#### Source material
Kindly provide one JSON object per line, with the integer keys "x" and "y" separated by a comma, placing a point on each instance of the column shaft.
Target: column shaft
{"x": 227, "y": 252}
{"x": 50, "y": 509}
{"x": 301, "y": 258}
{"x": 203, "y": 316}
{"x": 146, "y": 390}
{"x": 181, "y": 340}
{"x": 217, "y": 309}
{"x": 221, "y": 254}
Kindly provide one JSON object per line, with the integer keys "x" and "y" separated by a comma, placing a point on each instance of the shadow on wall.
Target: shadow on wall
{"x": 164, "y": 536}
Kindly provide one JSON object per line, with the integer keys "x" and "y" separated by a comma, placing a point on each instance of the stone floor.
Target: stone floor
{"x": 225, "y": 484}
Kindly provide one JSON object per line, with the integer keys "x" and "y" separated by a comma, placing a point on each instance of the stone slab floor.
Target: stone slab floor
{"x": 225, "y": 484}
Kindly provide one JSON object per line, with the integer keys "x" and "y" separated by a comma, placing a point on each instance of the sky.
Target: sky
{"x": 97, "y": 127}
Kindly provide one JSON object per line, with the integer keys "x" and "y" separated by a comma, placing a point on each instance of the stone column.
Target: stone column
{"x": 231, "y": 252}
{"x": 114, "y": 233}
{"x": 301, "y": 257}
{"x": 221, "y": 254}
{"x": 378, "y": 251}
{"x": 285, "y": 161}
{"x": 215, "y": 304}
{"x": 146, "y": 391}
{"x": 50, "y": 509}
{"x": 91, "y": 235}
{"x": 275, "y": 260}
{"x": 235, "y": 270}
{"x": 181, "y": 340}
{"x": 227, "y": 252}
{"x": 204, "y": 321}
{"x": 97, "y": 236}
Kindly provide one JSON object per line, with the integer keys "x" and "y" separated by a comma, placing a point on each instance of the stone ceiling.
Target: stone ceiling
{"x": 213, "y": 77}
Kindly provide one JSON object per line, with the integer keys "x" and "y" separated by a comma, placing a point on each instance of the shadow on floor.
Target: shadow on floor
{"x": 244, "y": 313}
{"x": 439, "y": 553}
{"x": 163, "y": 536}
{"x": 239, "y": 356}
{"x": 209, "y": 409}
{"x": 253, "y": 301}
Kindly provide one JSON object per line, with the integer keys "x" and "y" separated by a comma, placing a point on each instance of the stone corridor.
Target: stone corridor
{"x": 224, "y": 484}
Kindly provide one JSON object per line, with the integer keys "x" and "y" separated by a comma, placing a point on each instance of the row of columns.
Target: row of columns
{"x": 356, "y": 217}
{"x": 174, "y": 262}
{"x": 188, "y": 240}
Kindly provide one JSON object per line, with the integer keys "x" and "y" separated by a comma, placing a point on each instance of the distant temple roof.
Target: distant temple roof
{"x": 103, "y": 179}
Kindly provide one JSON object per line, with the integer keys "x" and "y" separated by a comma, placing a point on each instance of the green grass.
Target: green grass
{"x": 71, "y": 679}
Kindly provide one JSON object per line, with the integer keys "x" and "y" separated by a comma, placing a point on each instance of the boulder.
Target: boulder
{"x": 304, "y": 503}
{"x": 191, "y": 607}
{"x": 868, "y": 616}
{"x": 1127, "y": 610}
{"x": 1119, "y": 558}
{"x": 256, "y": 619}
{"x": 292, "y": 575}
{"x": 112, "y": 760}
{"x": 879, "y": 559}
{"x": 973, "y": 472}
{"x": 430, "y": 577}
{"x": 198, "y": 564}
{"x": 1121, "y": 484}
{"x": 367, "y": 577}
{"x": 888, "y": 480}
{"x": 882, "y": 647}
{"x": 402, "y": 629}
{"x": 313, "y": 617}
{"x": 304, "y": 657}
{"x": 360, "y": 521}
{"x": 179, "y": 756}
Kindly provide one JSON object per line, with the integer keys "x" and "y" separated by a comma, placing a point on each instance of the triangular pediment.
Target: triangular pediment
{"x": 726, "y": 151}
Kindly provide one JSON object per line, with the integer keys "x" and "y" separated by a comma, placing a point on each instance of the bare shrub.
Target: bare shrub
########
=== Task requirements ===
Each line above should appear again, reproduced exactly.

=== Worked solution ===
Kindly provide one JSON object per line, with the integer keys "x" and "y" separated by a comma, placing a point on each instance of the column shaft.
Target: column shaft
{"x": 227, "y": 252}
{"x": 50, "y": 509}
{"x": 301, "y": 258}
{"x": 203, "y": 316}
{"x": 146, "y": 390}
{"x": 181, "y": 340}
{"x": 217, "y": 309}
{"x": 221, "y": 254}
Kindly provide one JSON object per line, with the integer keys "x" and "y" separated by a comma, placing a point on each instance of the shadow on wall.
Target: shadow on wall
{"x": 164, "y": 536}
Kindly provide one JSON object per line, with the integer keys "x" and "y" separated by a comma, placing a point on each instance of the stone floor.
Target: stone floor
{"x": 225, "y": 484}
Kindly provide one JSON object per line, with the integer keys "x" and "y" separated by a comma, placing a point on each instance of the stone slab floor.
Target: stone slab floor
{"x": 225, "y": 484}
Kindly provide one JSON object per line, with the integer keys "x" and "y" separated by a comma, placing a point on each instance of the sky.
Target: sky
{"x": 97, "y": 127}
Kindly provide one JSON object per line, with the integer keys "x" and "y" separated by a comma, placing a point on each instance of the stone column.
Target: stone column
{"x": 231, "y": 252}
{"x": 114, "y": 233}
{"x": 301, "y": 257}
{"x": 221, "y": 254}
{"x": 378, "y": 251}
{"x": 285, "y": 161}
{"x": 215, "y": 304}
{"x": 146, "y": 391}
{"x": 50, "y": 509}
{"x": 91, "y": 235}
{"x": 275, "y": 260}
{"x": 235, "y": 270}
{"x": 181, "y": 340}
{"x": 227, "y": 252}
{"x": 204, "y": 321}
{"x": 97, "y": 236}
Kindly provide one JSON object per line, with the integer keys "x" and "y" separated by a comma, placing a point on each instance of the stone ceiling.
Target: stone ceiling
{"x": 213, "y": 77}
Kindly provide one JSON object per line, with the integer keys "x" and "y" separated by a comma, placing a point on each instance of the shadow on floor.
Target: shadow on floor
{"x": 244, "y": 313}
{"x": 439, "y": 553}
{"x": 163, "y": 536}
{"x": 239, "y": 356}
{"x": 209, "y": 409}
{"x": 253, "y": 301}
Kindly provide one JSON object per line, with the integer keys "x" and "y" separated by a comma, placing a point on each instance of the stone corridor.
Target: stone corridor
{"x": 224, "y": 484}
Kindly provide one JSON object per line, with the integer keys "x" and "y" separated by a comma, placing a point on each instance of the row of columns.
Target: row of columns
{"x": 356, "y": 217}
{"x": 174, "y": 262}
{"x": 188, "y": 240}
Kindly provide one JSON object per line, with the integer keys "x" and "y" separated by a comma, placing a point on each instance of the distant temple roof.
Target: distant temple roof
{"x": 103, "y": 179}
Kindly provide one JSON object per line, with the integer keys "x" and "y" separated by a comma, placing a point on each instance of the green grass.
Target: green grass
{"x": 71, "y": 679}
Kindly provide one JSON object per line, with the integer keys "x" and "y" separated by a comma, placing a point on each instance of the boulder.
Target: boulder
{"x": 304, "y": 503}
{"x": 191, "y": 607}
{"x": 868, "y": 616}
{"x": 1127, "y": 610}
{"x": 1119, "y": 558}
{"x": 256, "y": 619}
{"x": 292, "y": 575}
{"x": 112, "y": 760}
{"x": 879, "y": 559}
{"x": 973, "y": 472}
{"x": 430, "y": 577}
{"x": 198, "y": 564}
{"x": 1121, "y": 484}
{"x": 367, "y": 577}
{"x": 888, "y": 480}
{"x": 882, "y": 647}
{"x": 402, "y": 629}
{"x": 313, "y": 617}
{"x": 304, "y": 657}
{"x": 360, "y": 521}
{"x": 179, "y": 756}
Kindly provide one JSON object per line, with the integer keys "x" and "y" separated by a comma, placing a point on each instance of the triangular pediment.
Target: triangular pediment
{"x": 726, "y": 151}
Kindly provide one JSON object per line, with the integer keys "x" and "y" separated by a comma, placing a point on each instance of the bare shrub.
Target: bare shrub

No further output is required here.